Start of Block

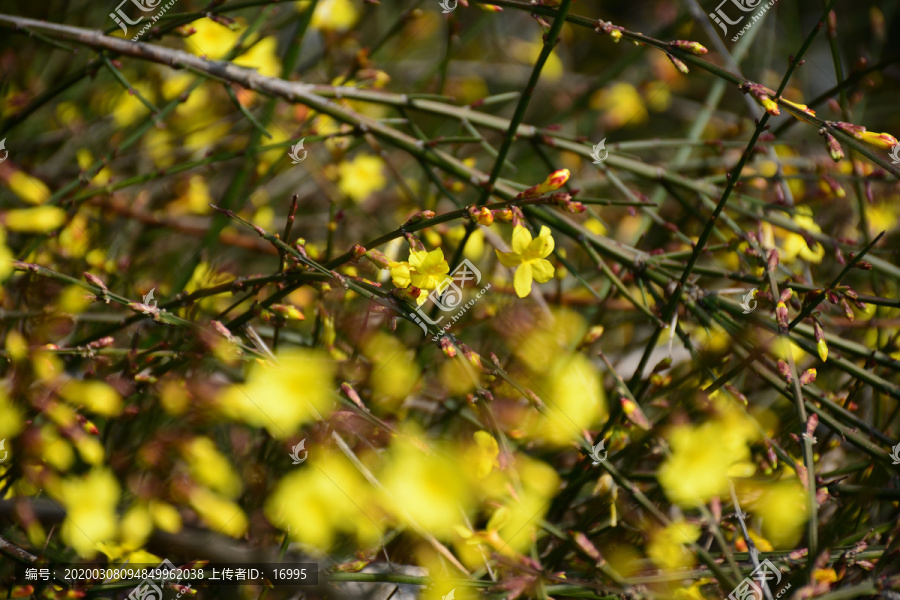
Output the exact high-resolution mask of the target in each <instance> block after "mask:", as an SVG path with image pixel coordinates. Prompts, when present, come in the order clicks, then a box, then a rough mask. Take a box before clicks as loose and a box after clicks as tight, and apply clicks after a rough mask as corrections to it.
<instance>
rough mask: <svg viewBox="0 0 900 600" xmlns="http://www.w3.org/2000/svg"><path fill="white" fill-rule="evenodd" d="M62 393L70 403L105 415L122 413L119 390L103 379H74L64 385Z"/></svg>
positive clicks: (120, 401)
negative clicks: (119, 394)
mask: <svg viewBox="0 0 900 600" xmlns="http://www.w3.org/2000/svg"><path fill="white" fill-rule="evenodd" d="M60 395H61V396H62V397H63V398H65V399H66V401H68V402H69V403H70V404H72V405H74V406H76V407H78V406H84V407H85V408H87V409H88V410H89V411H91V412H93V413H96V414H98V415H103V416H104V417H115V416H117V415H119V414H121V413H122V397H121V396H119V392H117V391H116V389H115V388H114V387H112V386H111V385H109V384H108V383H104V382H102V381H96V380H84V381H81V380H72V381H69V382H68V383H67V384H66V385H64V386H63V387H62V389H61V390H60Z"/></svg>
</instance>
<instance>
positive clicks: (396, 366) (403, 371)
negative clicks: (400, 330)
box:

End of Block

# THE PROBLEM:
Going from the line that has "positive clicks: (396, 366) (403, 371)" through the last line of the entries, retype each line exactly as given and add nothing.

# ANSWER BOX:
positive clicks: (396, 366) (403, 371)
negative clicks: (400, 330)
box:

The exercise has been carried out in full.